Data provided
——————————

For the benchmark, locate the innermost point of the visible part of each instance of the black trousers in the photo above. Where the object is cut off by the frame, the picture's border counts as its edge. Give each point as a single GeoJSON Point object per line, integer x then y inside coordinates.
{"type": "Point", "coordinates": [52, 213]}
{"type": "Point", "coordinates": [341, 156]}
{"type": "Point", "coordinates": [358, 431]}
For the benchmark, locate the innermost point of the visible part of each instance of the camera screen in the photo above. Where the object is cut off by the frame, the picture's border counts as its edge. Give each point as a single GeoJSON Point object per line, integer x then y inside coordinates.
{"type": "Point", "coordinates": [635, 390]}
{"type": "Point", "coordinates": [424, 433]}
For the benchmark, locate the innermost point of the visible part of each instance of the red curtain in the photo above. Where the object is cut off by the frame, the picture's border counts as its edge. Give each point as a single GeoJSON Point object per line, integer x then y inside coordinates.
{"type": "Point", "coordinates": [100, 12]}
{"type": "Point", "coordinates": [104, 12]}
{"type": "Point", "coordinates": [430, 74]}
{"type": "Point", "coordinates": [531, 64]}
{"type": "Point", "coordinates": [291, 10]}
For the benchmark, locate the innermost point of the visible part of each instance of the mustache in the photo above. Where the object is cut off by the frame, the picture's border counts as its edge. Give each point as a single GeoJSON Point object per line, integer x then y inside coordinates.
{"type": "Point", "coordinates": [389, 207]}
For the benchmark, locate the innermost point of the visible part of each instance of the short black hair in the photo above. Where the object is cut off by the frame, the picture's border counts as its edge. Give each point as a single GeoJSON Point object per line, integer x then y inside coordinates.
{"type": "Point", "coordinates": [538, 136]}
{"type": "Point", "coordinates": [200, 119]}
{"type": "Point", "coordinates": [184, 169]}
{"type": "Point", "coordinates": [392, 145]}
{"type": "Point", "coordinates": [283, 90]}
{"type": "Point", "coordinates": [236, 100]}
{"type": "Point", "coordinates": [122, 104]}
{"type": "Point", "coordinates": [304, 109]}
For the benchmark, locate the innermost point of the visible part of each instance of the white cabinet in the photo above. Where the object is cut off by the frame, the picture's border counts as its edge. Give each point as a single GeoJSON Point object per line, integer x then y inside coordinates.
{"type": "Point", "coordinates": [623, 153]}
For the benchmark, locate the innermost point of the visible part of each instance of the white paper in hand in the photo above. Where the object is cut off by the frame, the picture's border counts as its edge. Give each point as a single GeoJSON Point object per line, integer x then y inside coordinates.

——————————

Aim of the exercise
Quote every line of the data, word for word.

Full answer
For the benchmark, locate the innermost point of the visible part of each instance of the black trousers in the photo above. Where the object is cut off by the frame, the picture's border counts as its edge. Give each point as a single GeoJSON Point object per line, integer x then y inside coordinates.
{"type": "Point", "coordinates": [52, 213]}
{"type": "Point", "coordinates": [341, 156]}
{"type": "Point", "coordinates": [358, 431]}
For the benchmark, locate the innermost point of the visible part of each instance of the camera screen in the photo above. Where the object is cut off by the frame, the picture's border counts as its edge. Give each point as a single GeoJSON Point object per line, integer x then y inside coordinates.
{"type": "Point", "coordinates": [635, 390]}
{"type": "Point", "coordinates": [424, 433]}
For the benchmark, locate the innermost point of the visible part of each instance of the red curtain in the photo above. Where the object is cut off by the frame, the picture's border counts as its edge. Give each point as a single GeoJSON Point object per line, integer x then y inside coordinates.
{"type": "Point", "coordinates": [100, 12]}
{"type": "Point", "coordinates": [104, 12]}
{"type": "Point", "coordinates": [430, 74]}
{"type": "Point", "coordinates": [531, 64]}
{"type": "Point", "coordinates": [291, 10]}
For the benchmark, locate the innermost point of the visible part of each instance of the mustache in the photo above. Where the object is cut off by the frame, the picture's border counts as its edge. Give each point as a single GeoJSON Point object per line, integer x then y inside coordinates.
{"type": "Point", "coordinates": [389, 207]}
For the benchmark, locate the innermost point of the visible part of each instance of the short black hair in the photo above. Where the object is cut off by the frame, the picture's border counts as its edge. Give each point as a single GeoJSON Point object per line, integer x then y inside coordinates.
{"type": "Point", "coordinates": [538, 136]}
{"type": "Point", "coordinates": [200, 119]}
{"type": "Point", "coordinates": [184, 169]}
{"type": "Point", "coordinates": [392, 145]}
{"type": "Point", "coordinates": [283, 90]}
{"type": "Point", "coordinates": [236, 100]}
{"type": "Point", "coordinates": [122, 104]}
{"type": "Point", "coordinates": [304, 109]}
For the benchmark, locate the innermost point of the visible part of each instance of the white cabinet in the photo above. Where the object is cut off by the frame, the picture's border counts as its edge. Give each point as a single GeoJSON Point object per line, integer x then y inside coordinates.
{"type": "Point", "coordinates": [623, 153]}
For the benchmark, locate the innermost point of the visible part of each instance of the white paper in hand in the photo above. Where the object is cut off by the frame, the picture's border counts as its edge. Give each point as a single GeoJSON Point object per line, integer x then y inside coordinates.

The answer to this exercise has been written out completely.